**WHAT NEEDS TO BE DONE**
Could you give the records below again exactly, without the pictures?

====== SOURCE RECORDS ======

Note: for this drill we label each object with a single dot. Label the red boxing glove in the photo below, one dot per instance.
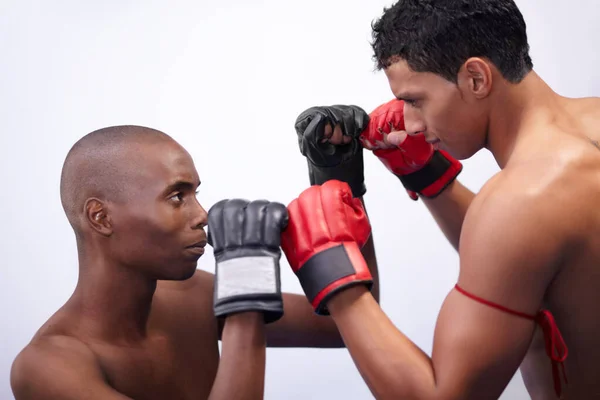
(420, 167)
(326, 230)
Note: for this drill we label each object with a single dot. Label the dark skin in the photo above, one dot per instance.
(140, 322)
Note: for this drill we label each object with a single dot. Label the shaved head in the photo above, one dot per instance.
(102, 165)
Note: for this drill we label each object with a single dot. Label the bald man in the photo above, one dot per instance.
(141, 322)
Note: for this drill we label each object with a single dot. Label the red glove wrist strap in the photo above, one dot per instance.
(330, 270)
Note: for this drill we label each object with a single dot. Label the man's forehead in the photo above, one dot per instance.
(404, 82)
(165, 162)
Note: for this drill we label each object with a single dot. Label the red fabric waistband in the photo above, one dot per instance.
(556, 347)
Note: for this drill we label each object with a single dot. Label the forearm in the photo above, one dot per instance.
(241, 373)
(392, 366)
(368, 252)
(449, 209)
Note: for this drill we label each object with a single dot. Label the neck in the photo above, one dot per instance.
(113, 301)
(514, 107)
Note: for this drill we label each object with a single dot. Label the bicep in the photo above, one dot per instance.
(44, 374)
(301, 327)
(477, 349)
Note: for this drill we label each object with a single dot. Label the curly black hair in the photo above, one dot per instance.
(438, 36)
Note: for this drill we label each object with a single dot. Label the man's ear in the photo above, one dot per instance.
(96, 215)
(475, 78)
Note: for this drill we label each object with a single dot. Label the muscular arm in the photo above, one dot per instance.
(62, 370)
(301, 327)
(508, 256)
(241, 373)
(449, 210)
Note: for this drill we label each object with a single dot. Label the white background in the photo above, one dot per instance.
(227, 80)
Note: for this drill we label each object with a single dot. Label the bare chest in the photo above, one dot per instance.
(161, 369)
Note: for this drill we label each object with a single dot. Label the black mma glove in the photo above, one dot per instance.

======

**YOUR RESPONSE**
Note: for this drill we label each object with a single dot. Label the red boxing glove in the photo below, one dot per instance.
(420, 167)
(326, 230)
Note: for this drill we label each object with a single dot. Label the dark skin in the photo above, one dot per instance.
(140, 322)
Note: for this drill we label each object with a single dot. Label the shaved head in the photo above, one dot per instance.
(102, 165)
Note: for this drill we label each object with a single dot. Label the bald man in the photo above, one dot per instance.
(141, 322)
Note: for this drill we label each object with a single dot. Label the red glove wrist strap in the photo above, one dot per instance.
(330, 270)
Note: for this drill we label each object with a single dot. Label the man's forehead in the photo above, one dot per instance.
(404, 82)
(165, 162)
Note: for this drill we label each object with a single dot. Label the red fabric waistband in the photo above, one dot per instance.
(556, 347)
Note: for this drill we label each object with a single dot. Label the forearm in the photo above, one dot per instance.
(241, 373)
(392, 366)
(368, 252)
(449, 209)
Note: for this drill we label each object with a single dot. Label the neck in the photo above, one dot per instance.
(113, 301)
(514, 107)
Note: for this drill we label each object with a single dot. Label the bicep in the photo above, one dot per instance.
(44, 374)
(301, 327)
(477, 349)
Note: for this drill we label each object with a single dot. Label the curly black hair in the photo above, one dot per instance.
(438, 36)
Note: for this drill we label each object with a single dot. Label the man's ear in the photo above, one dot per instance.
(96, 215)
(475, 78)
Note: for this drill we label each object with a single dot. Label the muscular arm in the photo above, one dot per instance.
(62, 370)
(301, 327)
(508, 256)
(241, 373)
(449, 210)
Note: for this drill we label each object with a single dot. Label the white background in the photo above, one dot per instance.
(227, 80)
Note: for this drill we label each object with a single dot. Label the bare chest in the photo above, one dot per instance.
(161, 369)
Note: for this drill we label each object with a single dot. Label the black mma glove in the photo above, one dot per instance.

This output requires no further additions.